## PASSAGE:
BEGIN

The Worker Protection (Amendment to Equality Act 2010) Act 2023 and the New Sexual Harassment Preventative Duty – What Does This Mean for Employers?

Solicitor Dayna Rodrigues, in our Employment Law team, explains.

The Worker Protection (Amendment to Equality Act 2010) Act 2023 will come into force on 26 October 2024, and will effectively enhance current protections against sexual harassment in the workplace.

Notably, employers will be under a specific duty, by virtue of section 40A Equality Act 2010 (EQA 2010) to take “reasonable steps to prevent (the) sexual harassment of (their) employees”, in the course of their employment.

Before considering the new proactive employer duty – here is a reminder of the fundamentals relating to sexual harassment, in the employment context:

What is sexual harassment?

There are three different types of harassment under s26 EQA , namely harassment related to “Protected Characteristics” (s26(1)), sexual harassment (s26(2)) and harassment related to gender reassignment or sex (s26(3)).

In summary, current legislation defines “sexual harassment” as:

  • unwanted conduct of a sexual nature by (the Employer/person acting in their employment); and
  • the conduct has the purpose or effect of violating (an Employee’s) dignity or creating an intimidating, hostile, degrading, humiliating or offensive environment for the Employee.

The EQA 2010 does not only cover “employees” in the strictest sense; it can (depending on the facts) cover a much wider category of individuals including workers, employees and job applicants (amongst others) from sexual harassment.

END

## EXERCISE:
Recast the paragraph starting "There are three different types of harassment" from the passage above on the new sexual harassment duty as a short list, keeping each section reference.

## COLLECTED MATERIAL:
BEGIN

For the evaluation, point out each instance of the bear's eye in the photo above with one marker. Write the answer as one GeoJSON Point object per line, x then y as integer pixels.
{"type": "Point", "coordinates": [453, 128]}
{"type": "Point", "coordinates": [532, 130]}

END

## RESPONSE FOR THIS EXERCISE:
Types of harassment under s26 EQA:
- Harassment related to "Protected Characteristics" (s26(1))
- Sexual harassment (s26(2))
- Harassment related to gender reassignment or sex (s26(3))